**ASSIGNMENT**
Filter the records below, keeping only lines with the string "window".

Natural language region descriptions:
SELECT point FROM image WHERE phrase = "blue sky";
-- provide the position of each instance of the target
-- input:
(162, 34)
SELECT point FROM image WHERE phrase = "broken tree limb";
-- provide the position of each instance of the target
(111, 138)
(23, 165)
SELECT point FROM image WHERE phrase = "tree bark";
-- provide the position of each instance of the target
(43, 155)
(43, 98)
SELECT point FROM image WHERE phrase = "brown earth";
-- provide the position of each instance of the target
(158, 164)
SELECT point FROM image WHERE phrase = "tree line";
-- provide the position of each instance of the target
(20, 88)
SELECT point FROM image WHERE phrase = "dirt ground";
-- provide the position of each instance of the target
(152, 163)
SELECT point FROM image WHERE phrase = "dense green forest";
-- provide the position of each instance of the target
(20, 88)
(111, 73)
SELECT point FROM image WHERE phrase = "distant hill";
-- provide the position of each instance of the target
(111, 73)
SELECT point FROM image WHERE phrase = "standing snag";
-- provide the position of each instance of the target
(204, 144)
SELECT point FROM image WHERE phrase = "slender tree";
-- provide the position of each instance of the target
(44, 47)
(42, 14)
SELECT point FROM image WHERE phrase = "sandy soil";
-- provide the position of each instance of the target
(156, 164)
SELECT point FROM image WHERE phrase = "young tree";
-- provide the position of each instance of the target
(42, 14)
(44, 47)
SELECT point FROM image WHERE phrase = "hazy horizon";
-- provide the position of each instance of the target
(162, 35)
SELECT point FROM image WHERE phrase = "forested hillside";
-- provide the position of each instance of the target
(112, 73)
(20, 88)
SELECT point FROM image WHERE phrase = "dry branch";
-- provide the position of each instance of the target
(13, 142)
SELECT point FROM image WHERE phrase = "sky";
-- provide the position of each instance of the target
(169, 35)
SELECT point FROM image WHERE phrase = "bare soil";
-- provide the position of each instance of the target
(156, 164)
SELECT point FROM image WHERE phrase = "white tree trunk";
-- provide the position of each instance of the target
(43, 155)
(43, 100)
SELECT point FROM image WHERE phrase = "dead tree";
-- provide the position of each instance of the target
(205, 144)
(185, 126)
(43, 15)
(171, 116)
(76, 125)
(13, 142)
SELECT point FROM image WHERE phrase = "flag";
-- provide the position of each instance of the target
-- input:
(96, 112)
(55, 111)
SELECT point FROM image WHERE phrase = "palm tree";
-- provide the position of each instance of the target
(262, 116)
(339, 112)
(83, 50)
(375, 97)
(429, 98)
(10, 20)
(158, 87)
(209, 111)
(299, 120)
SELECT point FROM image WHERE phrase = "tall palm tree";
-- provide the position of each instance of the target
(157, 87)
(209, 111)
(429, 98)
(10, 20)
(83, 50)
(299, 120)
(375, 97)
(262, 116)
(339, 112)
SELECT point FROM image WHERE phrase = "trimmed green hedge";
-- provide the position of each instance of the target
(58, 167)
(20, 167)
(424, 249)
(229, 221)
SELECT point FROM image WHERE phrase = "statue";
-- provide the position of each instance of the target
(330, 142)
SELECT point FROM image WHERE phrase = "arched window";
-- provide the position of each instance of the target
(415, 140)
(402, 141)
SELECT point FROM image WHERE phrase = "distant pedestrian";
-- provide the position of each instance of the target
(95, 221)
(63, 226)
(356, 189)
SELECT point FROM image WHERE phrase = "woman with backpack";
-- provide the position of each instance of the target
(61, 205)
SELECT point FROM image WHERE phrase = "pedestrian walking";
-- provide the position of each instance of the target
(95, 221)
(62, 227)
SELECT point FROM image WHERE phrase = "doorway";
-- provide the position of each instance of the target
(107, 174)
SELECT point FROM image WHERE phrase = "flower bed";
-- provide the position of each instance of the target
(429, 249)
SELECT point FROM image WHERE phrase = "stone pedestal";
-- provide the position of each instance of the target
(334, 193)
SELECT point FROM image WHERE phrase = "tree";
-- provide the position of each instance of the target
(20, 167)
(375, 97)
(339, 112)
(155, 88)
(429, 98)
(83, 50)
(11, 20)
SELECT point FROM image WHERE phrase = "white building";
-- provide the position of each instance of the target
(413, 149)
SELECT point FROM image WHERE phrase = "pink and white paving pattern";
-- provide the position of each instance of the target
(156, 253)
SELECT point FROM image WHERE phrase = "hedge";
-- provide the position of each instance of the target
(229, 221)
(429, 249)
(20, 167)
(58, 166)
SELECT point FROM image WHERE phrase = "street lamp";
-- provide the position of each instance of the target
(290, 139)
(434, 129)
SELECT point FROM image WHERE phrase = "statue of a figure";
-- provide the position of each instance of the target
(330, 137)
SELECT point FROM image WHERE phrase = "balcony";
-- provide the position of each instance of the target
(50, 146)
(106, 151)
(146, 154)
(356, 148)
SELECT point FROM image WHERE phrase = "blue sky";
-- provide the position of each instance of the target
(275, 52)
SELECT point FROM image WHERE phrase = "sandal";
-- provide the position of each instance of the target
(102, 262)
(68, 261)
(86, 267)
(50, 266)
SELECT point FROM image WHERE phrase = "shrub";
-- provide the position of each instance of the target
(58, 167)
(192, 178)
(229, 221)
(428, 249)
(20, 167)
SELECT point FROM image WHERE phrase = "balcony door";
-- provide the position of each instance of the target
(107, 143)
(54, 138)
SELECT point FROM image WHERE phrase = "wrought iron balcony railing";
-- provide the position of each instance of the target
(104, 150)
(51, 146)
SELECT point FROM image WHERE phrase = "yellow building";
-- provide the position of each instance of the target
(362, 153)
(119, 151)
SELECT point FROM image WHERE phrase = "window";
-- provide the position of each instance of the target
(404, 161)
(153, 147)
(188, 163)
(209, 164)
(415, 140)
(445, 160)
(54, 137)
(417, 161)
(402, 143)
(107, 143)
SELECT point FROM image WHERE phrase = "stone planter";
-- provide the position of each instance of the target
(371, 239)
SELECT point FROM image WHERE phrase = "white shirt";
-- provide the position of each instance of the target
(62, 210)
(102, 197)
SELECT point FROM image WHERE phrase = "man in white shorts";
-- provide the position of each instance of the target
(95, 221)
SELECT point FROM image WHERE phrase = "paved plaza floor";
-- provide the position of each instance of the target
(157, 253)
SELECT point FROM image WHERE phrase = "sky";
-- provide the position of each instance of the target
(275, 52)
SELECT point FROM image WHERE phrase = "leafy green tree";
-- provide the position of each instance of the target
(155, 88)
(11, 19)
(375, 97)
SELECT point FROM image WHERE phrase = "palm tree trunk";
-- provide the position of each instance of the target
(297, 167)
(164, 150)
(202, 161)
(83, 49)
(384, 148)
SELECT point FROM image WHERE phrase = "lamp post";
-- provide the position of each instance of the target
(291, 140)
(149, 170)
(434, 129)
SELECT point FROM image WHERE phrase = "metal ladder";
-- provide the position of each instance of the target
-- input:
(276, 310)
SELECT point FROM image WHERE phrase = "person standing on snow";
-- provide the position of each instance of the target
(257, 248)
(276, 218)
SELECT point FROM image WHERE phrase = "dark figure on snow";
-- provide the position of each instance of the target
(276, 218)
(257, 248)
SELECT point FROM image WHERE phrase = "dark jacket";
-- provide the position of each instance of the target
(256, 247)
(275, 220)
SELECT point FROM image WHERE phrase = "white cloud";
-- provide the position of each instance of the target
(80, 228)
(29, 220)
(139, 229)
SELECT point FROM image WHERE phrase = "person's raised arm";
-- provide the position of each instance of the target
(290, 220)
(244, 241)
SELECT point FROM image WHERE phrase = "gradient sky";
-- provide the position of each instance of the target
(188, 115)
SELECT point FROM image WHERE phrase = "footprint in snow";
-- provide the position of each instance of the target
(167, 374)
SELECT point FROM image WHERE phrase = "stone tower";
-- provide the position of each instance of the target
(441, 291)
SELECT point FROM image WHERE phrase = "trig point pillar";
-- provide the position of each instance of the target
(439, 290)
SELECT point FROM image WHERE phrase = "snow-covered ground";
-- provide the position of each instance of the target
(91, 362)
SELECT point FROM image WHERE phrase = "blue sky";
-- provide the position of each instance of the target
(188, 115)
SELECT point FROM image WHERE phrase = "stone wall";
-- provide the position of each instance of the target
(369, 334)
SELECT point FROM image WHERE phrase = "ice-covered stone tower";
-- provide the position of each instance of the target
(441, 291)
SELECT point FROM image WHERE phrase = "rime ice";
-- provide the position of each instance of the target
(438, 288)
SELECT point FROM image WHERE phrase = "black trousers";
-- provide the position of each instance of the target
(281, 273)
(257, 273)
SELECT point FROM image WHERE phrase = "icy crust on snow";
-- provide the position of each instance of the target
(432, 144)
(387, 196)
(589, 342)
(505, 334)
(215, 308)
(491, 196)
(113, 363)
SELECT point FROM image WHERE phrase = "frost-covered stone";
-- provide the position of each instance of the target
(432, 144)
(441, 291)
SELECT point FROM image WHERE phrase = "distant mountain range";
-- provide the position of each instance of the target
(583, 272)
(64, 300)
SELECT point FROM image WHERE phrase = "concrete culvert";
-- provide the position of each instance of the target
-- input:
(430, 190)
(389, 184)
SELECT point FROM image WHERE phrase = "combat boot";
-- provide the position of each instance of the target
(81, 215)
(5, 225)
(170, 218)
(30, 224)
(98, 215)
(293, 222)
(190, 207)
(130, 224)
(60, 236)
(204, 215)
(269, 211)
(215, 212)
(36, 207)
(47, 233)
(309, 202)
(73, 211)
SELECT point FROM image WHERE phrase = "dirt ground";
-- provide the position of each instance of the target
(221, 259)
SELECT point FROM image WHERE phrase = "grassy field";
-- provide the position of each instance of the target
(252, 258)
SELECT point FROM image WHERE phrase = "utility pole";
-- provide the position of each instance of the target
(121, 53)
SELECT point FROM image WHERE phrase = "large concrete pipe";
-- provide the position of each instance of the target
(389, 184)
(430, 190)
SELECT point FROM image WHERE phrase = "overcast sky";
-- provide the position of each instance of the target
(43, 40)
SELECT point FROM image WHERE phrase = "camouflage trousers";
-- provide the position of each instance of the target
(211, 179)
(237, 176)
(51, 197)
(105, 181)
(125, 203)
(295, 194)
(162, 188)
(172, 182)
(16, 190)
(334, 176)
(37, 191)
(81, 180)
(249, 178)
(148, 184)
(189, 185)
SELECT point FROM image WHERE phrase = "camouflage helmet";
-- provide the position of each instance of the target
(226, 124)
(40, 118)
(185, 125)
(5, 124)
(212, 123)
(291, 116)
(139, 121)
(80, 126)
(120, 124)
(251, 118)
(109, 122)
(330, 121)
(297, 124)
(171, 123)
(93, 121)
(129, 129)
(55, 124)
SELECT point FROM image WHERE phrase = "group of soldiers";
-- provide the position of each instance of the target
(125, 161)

**RESPONSE TO THIS EXERCISE**
SELECT point FROM image WHERE phrase = "arched window";
SELECT point FROM image WHERE phrase = "window";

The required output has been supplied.